## [YOUR GOAL]
Write out every entry in full. Leave nothing out.

## [AVAILABLE DATA]
○ ○ ○ ○ ○ ○ ○
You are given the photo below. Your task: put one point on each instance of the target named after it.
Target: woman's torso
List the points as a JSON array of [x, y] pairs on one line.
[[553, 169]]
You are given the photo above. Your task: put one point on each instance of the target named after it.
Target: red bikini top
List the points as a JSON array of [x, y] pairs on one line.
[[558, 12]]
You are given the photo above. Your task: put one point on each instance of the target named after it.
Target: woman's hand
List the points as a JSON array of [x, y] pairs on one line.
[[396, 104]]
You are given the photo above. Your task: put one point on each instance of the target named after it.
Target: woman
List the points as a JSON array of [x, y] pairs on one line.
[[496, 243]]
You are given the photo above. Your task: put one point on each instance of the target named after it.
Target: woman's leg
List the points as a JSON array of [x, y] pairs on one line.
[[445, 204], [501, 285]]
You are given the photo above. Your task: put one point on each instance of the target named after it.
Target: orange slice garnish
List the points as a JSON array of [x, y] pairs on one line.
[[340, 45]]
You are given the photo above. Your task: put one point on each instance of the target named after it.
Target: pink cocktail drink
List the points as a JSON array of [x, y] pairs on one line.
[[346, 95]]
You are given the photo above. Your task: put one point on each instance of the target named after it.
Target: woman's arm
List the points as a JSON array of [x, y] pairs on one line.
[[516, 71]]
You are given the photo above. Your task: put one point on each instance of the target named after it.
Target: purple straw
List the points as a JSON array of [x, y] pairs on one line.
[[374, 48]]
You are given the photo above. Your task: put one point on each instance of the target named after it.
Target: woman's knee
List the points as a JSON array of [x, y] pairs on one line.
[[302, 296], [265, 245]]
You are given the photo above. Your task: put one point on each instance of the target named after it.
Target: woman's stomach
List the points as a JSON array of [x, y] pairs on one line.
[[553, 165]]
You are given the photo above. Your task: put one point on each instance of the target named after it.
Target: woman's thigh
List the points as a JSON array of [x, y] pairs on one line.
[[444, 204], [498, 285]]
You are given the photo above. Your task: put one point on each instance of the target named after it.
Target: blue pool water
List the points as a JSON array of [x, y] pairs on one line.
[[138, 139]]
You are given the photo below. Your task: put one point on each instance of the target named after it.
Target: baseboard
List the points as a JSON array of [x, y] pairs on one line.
○ ○ ○ ○ ○ ○ ○
## [OUTPUT]
You are given the photo below. Your task: put one point on each instance of the target named after it.
Target: woman's torso
List the points as a JSON array of [x, y] pairs on one line.
[[553, 169]]
You are given the photo above. Your task: put one point on each instance of the target named after it.
Target: red bikini top
List the points as a JSON array of [x, y] pairs on one line.
[[558, 12]]
You are given the photo above. Your task: put one point on each instance of the target named after it.
Target: woman's hand
List the points as a JSON array of [x, y] pairs on one line.
[[396, 104]]
You are given the photo above. Your task: put one point on each instance of the target named after it.
Target: woman
List the points as a JSON array of [x, y] pairs on one line.
[[496, 243]]
You are given the photo above. Your task: put one point on each instance of the target named after it.
Target: woman's leg
List the points as a JSON array of [x, y] pairs on one line.
[[445, 204], [501, 285]]
You are given the photo above. Your task: put one point on each instance of the target named after it.
Target: orange slice garnish
List the points as a JSON array of [x, y] pairs on one line.
[[340, 45]]
You are given the photo above. Your task: put one point on each instance of the target named after it.
Target: pink cocktail drink
List the points as a JSON array of [x, y] pairs on one line.
[[346, 95]]
You are given the photo above. Your task: put one point on each instance of the target named after it.
Target: woman's arm
List the points as a JSON array of [x, y] pairs on one line.
[[516, 71]]
You are given the photo above. Your task: put one point on each instance of the target named after it.
Target: purple straw
List the points as a JSON array of [x, y] pairs on one line.
[[374, 48]]
You are given the photo above. Your task: put one point on each instance of the target named after it.
Target: woman's knee
List the points as a JSON array of [x, y] pairs on one line.
[[302, 296], [265, 245]]
You are given the photo above. Your task: put one point on each instance of the target named after it.
Target: woman's stomach
List the points as a JSON array of [x, y] pairs on one line.
[[553, 165]]
You are given the photo above. Your task: put one point on each instance of the target named after it.
Target: woman's thigh
List the points as a JSON array of [x, y] pairs on one line.
[[444, 204], [498, 285]]
You are given the photo above. Your task: put one point on each instance of the target named after it.
Target: blue pool water
List the points as a JSON array of [x, y] pairs on one line.
[[138, 139]]
You are given the photo below. Your task: put one point on each instance of the target named after it.
Target: baseboard
List the points as a JSON array of [x, y] pairs on one line.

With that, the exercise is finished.